§ Task requirements
What you return should match every record exactly, with the images removed.

------ Data to process

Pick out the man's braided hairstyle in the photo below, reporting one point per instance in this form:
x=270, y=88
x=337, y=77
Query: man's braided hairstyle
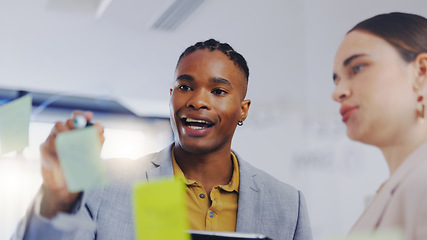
x=212, y=45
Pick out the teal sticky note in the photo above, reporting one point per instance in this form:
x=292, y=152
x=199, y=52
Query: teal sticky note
x=79, y=154
x=14, y=124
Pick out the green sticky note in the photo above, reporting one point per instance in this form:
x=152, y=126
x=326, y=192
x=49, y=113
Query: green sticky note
x=160, y=210
x=389, y=234
x=79, y=154
x=14, y=124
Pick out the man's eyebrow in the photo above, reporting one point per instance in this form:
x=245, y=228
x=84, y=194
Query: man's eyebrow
x=221, y=80
x=185, y=77
x=348, y=60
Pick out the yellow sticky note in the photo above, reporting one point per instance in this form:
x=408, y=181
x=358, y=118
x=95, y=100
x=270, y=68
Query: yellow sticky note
x=160, y=210
x=79, y=154
x=14, y=124
x=390, y=234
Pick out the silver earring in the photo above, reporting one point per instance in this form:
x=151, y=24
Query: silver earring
x=422, y=110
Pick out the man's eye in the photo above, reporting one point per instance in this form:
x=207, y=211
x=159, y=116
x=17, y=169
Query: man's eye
x=219, y=92
x=184, y=87
x=358, y=68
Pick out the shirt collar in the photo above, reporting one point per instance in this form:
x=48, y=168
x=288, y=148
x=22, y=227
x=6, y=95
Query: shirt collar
x=233, y=185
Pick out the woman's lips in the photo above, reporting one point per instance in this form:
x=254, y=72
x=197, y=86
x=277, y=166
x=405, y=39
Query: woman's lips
x=346, y=112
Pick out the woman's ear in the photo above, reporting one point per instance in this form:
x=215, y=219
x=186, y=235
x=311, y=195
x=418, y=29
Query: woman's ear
x=421, y=72
x=245, y=108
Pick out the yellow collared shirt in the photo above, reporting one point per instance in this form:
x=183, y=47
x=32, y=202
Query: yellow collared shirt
x=222, y=214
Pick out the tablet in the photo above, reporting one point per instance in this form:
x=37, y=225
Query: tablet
x=211, y=235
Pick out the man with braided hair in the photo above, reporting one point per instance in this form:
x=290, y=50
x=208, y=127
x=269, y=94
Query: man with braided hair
x=225, y=193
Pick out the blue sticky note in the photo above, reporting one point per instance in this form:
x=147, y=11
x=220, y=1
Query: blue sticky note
x=79, y=154
x=14, y=124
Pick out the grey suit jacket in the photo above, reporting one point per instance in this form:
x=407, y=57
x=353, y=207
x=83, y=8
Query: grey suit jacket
x=266, y=205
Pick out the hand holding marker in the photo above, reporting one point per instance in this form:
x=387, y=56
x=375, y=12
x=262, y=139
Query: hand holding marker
x=81, y=122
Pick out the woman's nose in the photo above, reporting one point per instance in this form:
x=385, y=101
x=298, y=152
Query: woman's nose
x=341, y=92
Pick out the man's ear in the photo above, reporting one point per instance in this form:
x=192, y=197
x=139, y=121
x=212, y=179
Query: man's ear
x=420, y=72
x=245, y=104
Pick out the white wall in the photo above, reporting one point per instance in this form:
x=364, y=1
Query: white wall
x=293, y=130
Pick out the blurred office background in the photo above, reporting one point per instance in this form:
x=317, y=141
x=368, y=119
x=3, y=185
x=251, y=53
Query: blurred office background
x=122, y=54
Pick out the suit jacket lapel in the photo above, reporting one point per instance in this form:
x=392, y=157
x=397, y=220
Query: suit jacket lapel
x=248, y=199
x=162, y=165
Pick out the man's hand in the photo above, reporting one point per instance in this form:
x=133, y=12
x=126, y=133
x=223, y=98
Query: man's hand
x=56, y=197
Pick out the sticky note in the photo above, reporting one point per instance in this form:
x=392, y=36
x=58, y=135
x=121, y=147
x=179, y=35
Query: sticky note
x=79, y=154
x=14, y=124
x=390, y=234
x=160, y=210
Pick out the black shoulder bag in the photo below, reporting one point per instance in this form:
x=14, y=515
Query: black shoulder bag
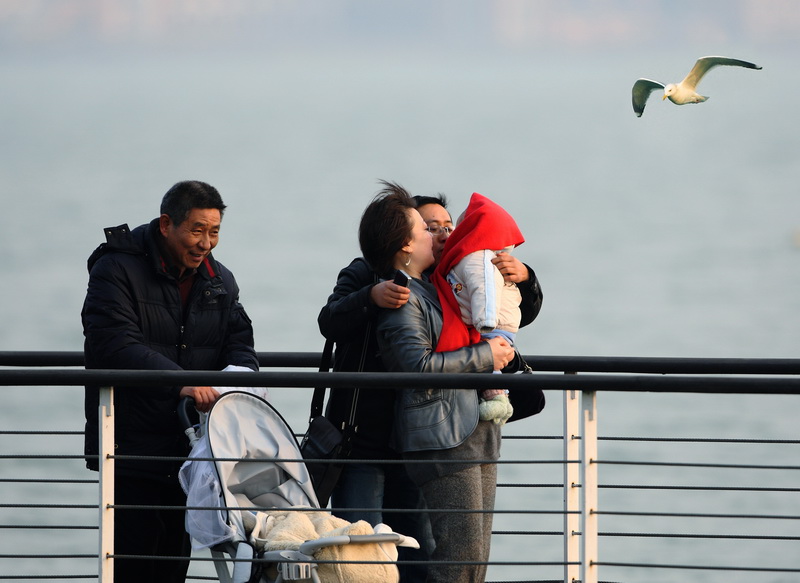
x=324, y=443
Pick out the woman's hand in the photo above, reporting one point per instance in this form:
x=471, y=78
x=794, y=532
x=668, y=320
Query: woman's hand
x=203, y=397
x=387, y=294
x=502, y=352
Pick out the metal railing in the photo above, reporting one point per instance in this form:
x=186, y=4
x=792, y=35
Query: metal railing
x=579, y=461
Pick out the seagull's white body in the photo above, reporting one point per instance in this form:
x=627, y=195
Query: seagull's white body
x=685, y=91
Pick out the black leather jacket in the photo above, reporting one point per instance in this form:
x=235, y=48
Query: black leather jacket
x=133, y=318
x=428, y=419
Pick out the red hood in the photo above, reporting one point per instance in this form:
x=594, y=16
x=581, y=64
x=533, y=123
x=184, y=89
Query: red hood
x=485, y=225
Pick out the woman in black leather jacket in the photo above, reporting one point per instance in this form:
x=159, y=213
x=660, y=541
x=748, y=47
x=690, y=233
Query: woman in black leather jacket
x=436, y=426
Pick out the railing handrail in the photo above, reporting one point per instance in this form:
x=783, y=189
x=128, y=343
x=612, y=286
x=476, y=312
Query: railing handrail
x=544, y=363
x=558, y=382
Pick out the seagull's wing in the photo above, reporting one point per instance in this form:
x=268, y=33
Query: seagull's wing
x=705, y=64
x=641, y=91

------------

§ Correct response
Pick out the man's braided hairstyle in the photo below, reporting one point per instance in this form:
x=270, y=88
x=337, y=77
Query: man's braided hairstyle
x=212, y=45
Pick out the teal sticky note in the photo above, reporting one point per instance in this form:
x=292, y=152
x=199, y=52
Query: teal sticky note
x=79, y=154
x=14, y=124
Pick out the green sticky note in the photo above, reporting one point per instance in this form:
x=152, y=126
x=326, y=192
x=49, y=113
Query: green sticky note
x=160, y=210
x=389, y=234
x=79, y=154
x=14, y=124
Pick out the man's eyebrow in the photo above, reporting one point per instance in this form:
x=245, y=228
x=84, y=194
Query: man's eyebrow
x=221, y=80
x=185, y=77
x=348, y=60
Pick out the yellow sticky note in the photo above, reporting one point per instance in this form:
x=408, y=181
x=358, y=118
x=95, y=100
x=270, y=68
Query: yellow sticky note
x=160, y=210
x=79, y=154
x=14, y=124
x=390, y=234
Pick out the silver earring in the photo above, reporting one point per instance in this form:
x=151, y=24
Query: silver earring
x=422, y=110
Pick out the man's eye in the photo above, reporting one point per instance in this form:
x=207, y=211
x=159, y=116
x=17, y=169
Query: man's eye
x=219, y=92
x=184, y=87
x=358, y=68
Pick out the shirt collar in the photo above, reporting one point per instance in this form:
x=48, y=168
x=288, y=148
x=22, y=227
x=6, y=95
Query: shirt collar
x=233, y=185
Pick out the woman's lips in the photo above, reporting one point per instance in this form:
x=254, y=72
x=197, y=86
x=277, y=166
x=405, y=39
Query: woman's lips
x=346, y=112
Pick out the woman's ear in the photo above, reporting one point per instance in this form:
x=215, y=219
x=186, y=235
x=311, y=195
x=418, y=29
Query: woman's ear
x=421, y=72
x=245, y=108
Pick out the yellow collared shirt in the photo above, reporting one point per instance in this form:
x=183, y=47
x=32, y=202
Query: yellow collared shirt
x=222, y=214
Pick out the tablet in the photo above, reporting one point per instance in this form:
x=37, y=225
Query: tablet
x=211, y=235
Pick out the man with braided hair in the photo above, reporting one point per instance in this form:
x=290, y=50
x=208, y=127
x=269, y=94
Query: man with braided hair
x=225, y=193
Pick out the blue sticky note in the photo above, reporting one point per instance in this form:
x=147, y=11
x=220, y=1
Query: blue sticky note
x=79, y=154
x=14, y=124
Pick out the grey suit jacket in the photo above, reporting one point per instance in this form:
x=407, y=57
x=353, y=207
x=83, y=8
Query: grey suit jacket
x=266, y=205
Pick out the hand holding marker in the photo above, reporting one point per instance in this form:
x=387, y=56
x=375, y=12
x=262, y=139
Query: hand holding marker
x=81, y=122
Pick out the woman's nose in the photo above, reporting one point per instance in this form:
x=385, y=101
x=298, y=152
Query: woman's nose
x=341, y=92
Pick out the man's ear in the photo above, reporting one point per instance in this form:
x=192, y=197
x=139, y=121
x=212, y=179
Query: man's ear
x=420, y=72
x=245, y=104
Pick out the white wall in the photo above, reporting one point per instance in this form:
x=364, y=1
Query: white wall
x=293, y=130
Pick out the blurred office background in the photo above, reporting one point per instance in this form:
x=317, y=141
x=368, y=119
x=3, y=185
x=251, y=53
Query: blurred office background
x=122, y=54
Pick out the suit jacket lapel in the photo above, reporting one point per instance in this form:
x=392, y=157
x=397, y=220
Query: suit jacket lapel
x=248, y=199
x=162, y=165
Pick out the man's hand in the photo above, reporting one point per instance in this form:
x=133, y=12
x=126, y=133
x=223, y=98
Query: man's hand
x=56, y=197
Pick out the sticky note in the photo above, reporting one point per instance in this form:
x=392, y=36
x=58, y=135
x=121, y=147
x=179, y=35
Query: sticky note
x=79, y=154
x=14, y=124
x=390, y=234
x=160, y=210
Pick out the black shoulder bag in the photo below, reporting one point per instance in this form:
x=14, y=515
Query: black shoulder bag
x=324, y=443
Pick out the woman's hand in the photo above, reporting one point per instance in this form:
x=471, y=78
x=794, y=532
x=668, y=320
Query: woman's hand
x=203, y=397
x=387, y=294
x=502, y=352
Pick out the metal railing in the photo above, reporting one point per instance in this form:
x=186, y=4
x=792, y=35
Query: metal railing
x=579, y=461
Pick out the seagull's white body in the photo above, reporting one point per instance in this form:
x=627, y=195
Query: seagull's white body
x=685, y=91
Pick out the black leather jacket in the photo above, reporting one point per instance in this form:
x=235, y=48
Query: black leather jacket
x=133, y=318
x=428, y=419
Pick out the red hood in the photo above, reporting one point per instance in this form:
x=594, y=16
x=581, y=64
x=533, y=123
x=184, y=89
Query: red hood
x=485, y=225
Pick out the woman in black leather jacket in the photo above, reporting one point per instance in this form:
x=159, y=213
x=660, y=541
x=748, y=47
x=690, y=233
Query: woman in black leather jacket
x=436, y=426
Pick out the railing handrail in the photo above, reporting one point per instance in this form:
x=783, y=189
x=128, y=343
x=612, y=286
x=476, y=312
Query: railing handrail
x=544, y=363
x=558, y=382
Pick out the seagull's wing in the photo above, reporting one point per instance in this form:
x=268, y=33
Query: seagull's wing
x=705, y=64
x=641, y=91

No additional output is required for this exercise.